LIST OF TASKS
1 > Summarize the article on rectal cancer treatment in two sentences.
2 > Pick up the article on rectal cancer treatment after its last sentence and continue writing it.

DOCUMENT SEGMENT
╔══
Years ago, surgeon Angelita Habr-Gama made a bold decision that challenged the standard treatment for certain types of intestinal cancer. She decided to wait a bit longer for the actual effects of radiotherapy and chemotherapy before resorting to the drastic surgery that removes the final segments of the intestine, which is adopted in most of the world. In her favor, Angelita had the results of a series of studies conducted under her coordination at the Clinicas Hospital of the University of São Paulo (USP) and at the Angelita and Joaquim Gama Institute: 25% of rectal tumor patients treated with radiotherapy and chemotherapy  recovered completely without the operation that is generally regarded as inevitable and that, in its most extreme versions, necessitates a colostomy, i.e., the total removal of the final portions of the intestine and the use of an external feces collection bag.

In the light of such results, surgery can now be avoided, or at least postponed, in as many as 25% of the cases – and, when required, the surgical treatment can include less aggressive alternatives, such as just removing what remained of the tumors. “Today, it is less and less frequent to have to amputate the rectum, which was previously the standard treatment for this illness,” says surgeon Rodrigo Oliva Perez, from Angelita’s team, based on the 133 cases of people who recovered without the operation, out of the 500 patients treated at the Clinicas Hospital and at the Angelita and Joaquim Gama Institute over the last 15 years.

This was not always the case. Until recently, radiotherapy and chemotherapy were used mainly to reduce the risk of tumor resurgence after surgery. Perez explains that the tumors reappeared because the rectum, one of the last segments of the large intestine, is very close to other organs and is housed in a case of bone (the pelvis) that is often hard for surgeons to access. This is, however, a favorable region when it comes to radiotherapy, as the organs near the intestine, such as the prostate and the bladder, withstand the treatment well. The problem was that previously radiation treatments were only conducted following the tumor extraction surgery, making it difficult for the tissues to heal and generating toxic effects, such as severe diarrhea and intestinal incontinence of various degrees.

Given such results, radiotherapy associated with chemotherapy started being used before rather than after surgery and this worked. Researchers noticed during surgery that some tumors had disappeared altogether. Upon encouraging complete tumor regression among 25% of the rectal cancer patients under her care at the Clinicas Hospital and at her institute, Angelita decided to wait and to monitor results before following the standard treatment, indicating surgery immediately after radiotherapy and chemotherapy. She went even further, by presenting her team’s results to physicians from the United States and other countries at the 1997 congress of the American Society of Colon and Rectum Cancer Surgeons. “They said that the work was not ethical and that it was entirely contrary to basic surgical principles,” recalls the USP researcher.
╚══
DATA EXTRACT
╔══
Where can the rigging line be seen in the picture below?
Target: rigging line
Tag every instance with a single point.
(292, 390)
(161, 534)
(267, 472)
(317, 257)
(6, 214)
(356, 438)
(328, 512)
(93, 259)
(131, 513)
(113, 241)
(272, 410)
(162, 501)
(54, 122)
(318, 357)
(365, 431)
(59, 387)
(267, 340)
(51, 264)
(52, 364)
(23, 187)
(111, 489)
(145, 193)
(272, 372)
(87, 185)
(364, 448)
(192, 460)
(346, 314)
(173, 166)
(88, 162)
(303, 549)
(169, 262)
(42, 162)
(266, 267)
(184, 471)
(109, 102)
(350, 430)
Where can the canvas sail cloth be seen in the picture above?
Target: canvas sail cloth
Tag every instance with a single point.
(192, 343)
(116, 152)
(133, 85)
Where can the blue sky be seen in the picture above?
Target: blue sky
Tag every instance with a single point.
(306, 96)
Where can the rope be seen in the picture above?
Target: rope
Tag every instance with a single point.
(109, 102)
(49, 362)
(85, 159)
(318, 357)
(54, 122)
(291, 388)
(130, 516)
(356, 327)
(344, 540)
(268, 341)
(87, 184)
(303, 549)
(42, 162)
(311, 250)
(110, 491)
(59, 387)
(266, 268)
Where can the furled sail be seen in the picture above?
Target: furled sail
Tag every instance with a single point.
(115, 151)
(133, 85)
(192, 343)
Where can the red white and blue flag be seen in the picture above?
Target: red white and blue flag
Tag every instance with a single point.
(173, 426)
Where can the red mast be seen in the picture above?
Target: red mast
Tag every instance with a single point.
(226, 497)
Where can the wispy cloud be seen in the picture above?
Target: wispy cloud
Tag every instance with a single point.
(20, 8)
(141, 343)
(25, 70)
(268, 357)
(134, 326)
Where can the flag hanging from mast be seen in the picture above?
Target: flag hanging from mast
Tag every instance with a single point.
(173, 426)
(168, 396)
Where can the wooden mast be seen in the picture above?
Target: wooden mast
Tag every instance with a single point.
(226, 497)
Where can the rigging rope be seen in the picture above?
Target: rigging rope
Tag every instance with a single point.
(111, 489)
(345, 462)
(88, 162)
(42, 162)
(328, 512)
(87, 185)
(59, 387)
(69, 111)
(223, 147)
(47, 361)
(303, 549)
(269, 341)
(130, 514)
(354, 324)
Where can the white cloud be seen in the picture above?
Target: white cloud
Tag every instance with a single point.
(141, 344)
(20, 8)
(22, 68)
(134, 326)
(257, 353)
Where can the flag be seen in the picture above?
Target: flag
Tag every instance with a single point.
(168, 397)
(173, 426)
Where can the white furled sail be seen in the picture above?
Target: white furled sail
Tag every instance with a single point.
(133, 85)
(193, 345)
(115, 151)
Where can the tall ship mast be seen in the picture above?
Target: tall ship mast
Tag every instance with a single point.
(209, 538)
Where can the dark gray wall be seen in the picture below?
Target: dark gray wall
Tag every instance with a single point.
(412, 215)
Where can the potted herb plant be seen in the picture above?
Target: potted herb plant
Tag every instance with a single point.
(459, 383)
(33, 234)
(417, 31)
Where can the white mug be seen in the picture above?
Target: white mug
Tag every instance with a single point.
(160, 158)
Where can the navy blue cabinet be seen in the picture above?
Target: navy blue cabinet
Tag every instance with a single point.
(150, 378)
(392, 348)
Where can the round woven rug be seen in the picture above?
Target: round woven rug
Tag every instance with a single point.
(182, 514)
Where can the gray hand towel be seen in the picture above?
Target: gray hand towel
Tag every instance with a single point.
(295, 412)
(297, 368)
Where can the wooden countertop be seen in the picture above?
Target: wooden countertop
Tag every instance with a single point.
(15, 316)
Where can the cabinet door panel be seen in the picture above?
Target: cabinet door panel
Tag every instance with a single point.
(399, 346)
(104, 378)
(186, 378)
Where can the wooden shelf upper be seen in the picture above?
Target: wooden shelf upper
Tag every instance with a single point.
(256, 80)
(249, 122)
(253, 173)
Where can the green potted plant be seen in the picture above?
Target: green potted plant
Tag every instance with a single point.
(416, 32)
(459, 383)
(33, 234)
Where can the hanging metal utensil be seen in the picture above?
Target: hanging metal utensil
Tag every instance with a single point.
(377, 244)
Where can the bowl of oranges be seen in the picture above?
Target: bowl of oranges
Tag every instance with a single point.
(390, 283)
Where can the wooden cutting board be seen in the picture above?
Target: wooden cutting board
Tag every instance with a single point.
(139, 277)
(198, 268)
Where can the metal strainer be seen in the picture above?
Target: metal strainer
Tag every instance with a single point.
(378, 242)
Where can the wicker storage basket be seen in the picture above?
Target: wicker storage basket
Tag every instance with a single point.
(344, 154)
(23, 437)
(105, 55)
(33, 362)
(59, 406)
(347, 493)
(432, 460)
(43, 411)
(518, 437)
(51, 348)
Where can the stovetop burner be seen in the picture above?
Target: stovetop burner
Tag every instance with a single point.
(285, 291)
╚══
TASK RESULTS
1 > Surgeon Angelita Habr-Gama chose to wait for the effects of radiotherapy and chemotherapy before resorting to surgery that removes the final segments of the intestine, because studies she coordinated showed that 25% of rectal tumor patients recovered completely without the operation. Giving radiotherapy with chemotherapy before rather than after surgery made some tumors disappear altogether, but when she presented her team's results at a 1997 congress, physicians said the work was not ethical and was contrary to basic surgical principles.

2 >
Despite having been heavily criticized, she did not give up. After strengthening the possibility of dispensing with surgery in certain cases, the group noticed that in some patients surgery could be sometimes postponed beyond the habitual eight-week period after the radiation treatment without reducing the effectiveness of the treatment. These conclusions, presented in July 2008 in the International Journal of Radiation Oncology, Biology, Physics, showed that the effects of radiotherapy and chemotherapy can become stronger over time. Studies conducted on patients suffering from anus cancer, which is histologically different from rectal cancer, indicated that the tumor regressed completely in 20% of them four weeks after the radiotherapy and chemotherapy sessions. Eight weeks after treatment, the proportion of those that were totally rid of the tumors rose to 80%. “This concept is still difficult to prove in the case of rectal cancer, but apparently, the longer the wait, the greater the impact of radiotherapy on the tumors of some patients,” says Perez. “In some cases, waiting longer can be better than resorting to surgery sooner.”

Another successful strategy that this team created was the intensification of the chemotherapy treatment, previously regarded as complementary to radiotherapy. The drugs were applied in six sessions at three-week intervals, rather than in just two sessions (one at the start and the other at the end of radiotherapy). According to Perez, in a preliminary study with 34 people, the rate of full clinical response (the tumors became non-detectable through clinical, endoscopic and radiological evaluations) rose from 25% to 65%. In a study that is currently under way, the researchers are using another technique, PET scans, before and after treatment, to assess the tumor’s regression in response to radiotherapy and chemotherapy among one hundred people with cancer in the final portion of the rectum.

“I have never had a conservative mentality and have always been quick to pick up anything that’s new,” tells us Angelita, who, in her doctoral thesis, concluded in 1972, presented the viability of linking the colon, one of the final segments of the intestine, to the anus, in order to preserve this when it was necessary to remove the rectum. In June of this year, after authoring, along with Perez, the British Journal of Surgery editorial in the February issue, in which they described this trajectory, she delivered one of the main talks at the annual meeting of the American Society of Colon and Rectum Surgeons. “There was standing applause,” she celebrated, 12 years after having been severely challenged by that very same audience.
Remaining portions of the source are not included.